"""
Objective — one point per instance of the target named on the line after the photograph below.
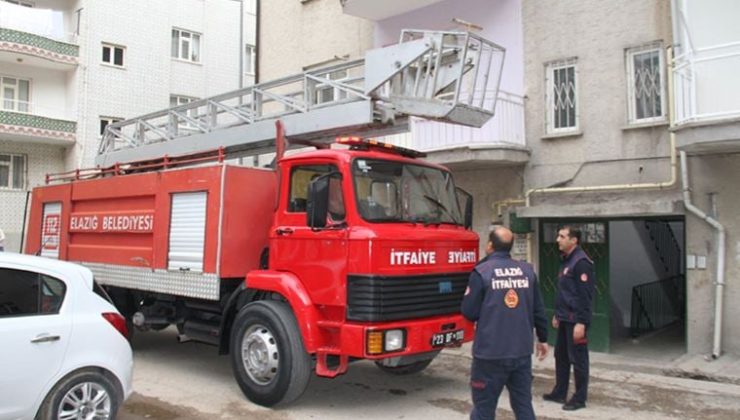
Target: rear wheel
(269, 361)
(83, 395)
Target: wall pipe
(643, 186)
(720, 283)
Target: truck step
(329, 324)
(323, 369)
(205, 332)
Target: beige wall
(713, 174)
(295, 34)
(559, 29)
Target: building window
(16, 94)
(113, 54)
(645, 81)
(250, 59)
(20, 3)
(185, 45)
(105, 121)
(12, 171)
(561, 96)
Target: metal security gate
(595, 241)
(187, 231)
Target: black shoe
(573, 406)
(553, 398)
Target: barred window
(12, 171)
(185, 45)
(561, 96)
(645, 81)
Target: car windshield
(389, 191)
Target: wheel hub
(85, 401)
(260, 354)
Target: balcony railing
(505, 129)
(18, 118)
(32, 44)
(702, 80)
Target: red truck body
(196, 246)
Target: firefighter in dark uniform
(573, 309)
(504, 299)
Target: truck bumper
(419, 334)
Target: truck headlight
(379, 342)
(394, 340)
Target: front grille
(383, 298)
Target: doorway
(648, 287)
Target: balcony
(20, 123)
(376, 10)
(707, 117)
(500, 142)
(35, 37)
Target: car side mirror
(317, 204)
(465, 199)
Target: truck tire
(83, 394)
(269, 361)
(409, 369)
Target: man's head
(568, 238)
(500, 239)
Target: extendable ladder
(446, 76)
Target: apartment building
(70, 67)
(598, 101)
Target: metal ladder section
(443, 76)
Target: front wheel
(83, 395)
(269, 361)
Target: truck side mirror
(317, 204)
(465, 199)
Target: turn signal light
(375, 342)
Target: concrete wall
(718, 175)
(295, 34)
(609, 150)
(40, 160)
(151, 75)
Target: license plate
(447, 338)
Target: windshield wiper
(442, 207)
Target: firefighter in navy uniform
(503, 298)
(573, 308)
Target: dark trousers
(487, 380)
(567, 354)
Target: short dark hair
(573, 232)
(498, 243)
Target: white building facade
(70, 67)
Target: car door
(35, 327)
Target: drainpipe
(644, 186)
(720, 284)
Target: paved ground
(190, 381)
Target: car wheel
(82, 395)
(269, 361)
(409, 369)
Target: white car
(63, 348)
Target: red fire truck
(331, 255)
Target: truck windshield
"""
"""
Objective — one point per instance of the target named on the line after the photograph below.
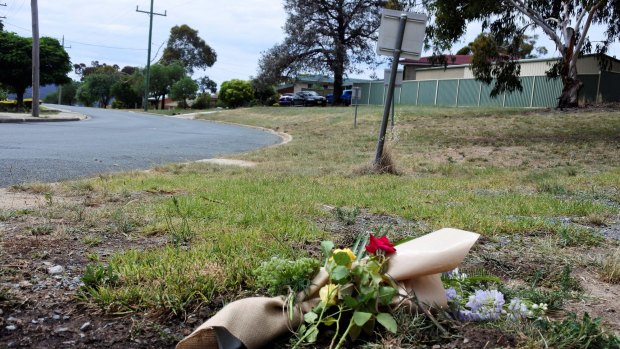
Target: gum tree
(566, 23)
"""
:: How to complete this task ::
From the records above, copy out the line with "Target: firefighter in navy uniform", the line with "Target: truck windshield", and every line between them, word for word.

:: Exercise result ::
Target: firefighter in navy uniform
(503, 298)
(573, 308)
Target: dark trousers
(487, 380)
(567, 354)
Target: short dark hair
(573, 232)
(498, 243)
Target: white building facade
(70, 67)
Target: car door
(35, 327)
Target: drainpipe
(644, 186)
(720, 284)
Target: paved ground
(190, 381)
Target: car wheel
(82, 395)
(269, 361)
(409, 369)
Target: white car
(63, 348)
Target: red fire truck
(331, 255)
Target: truck windshield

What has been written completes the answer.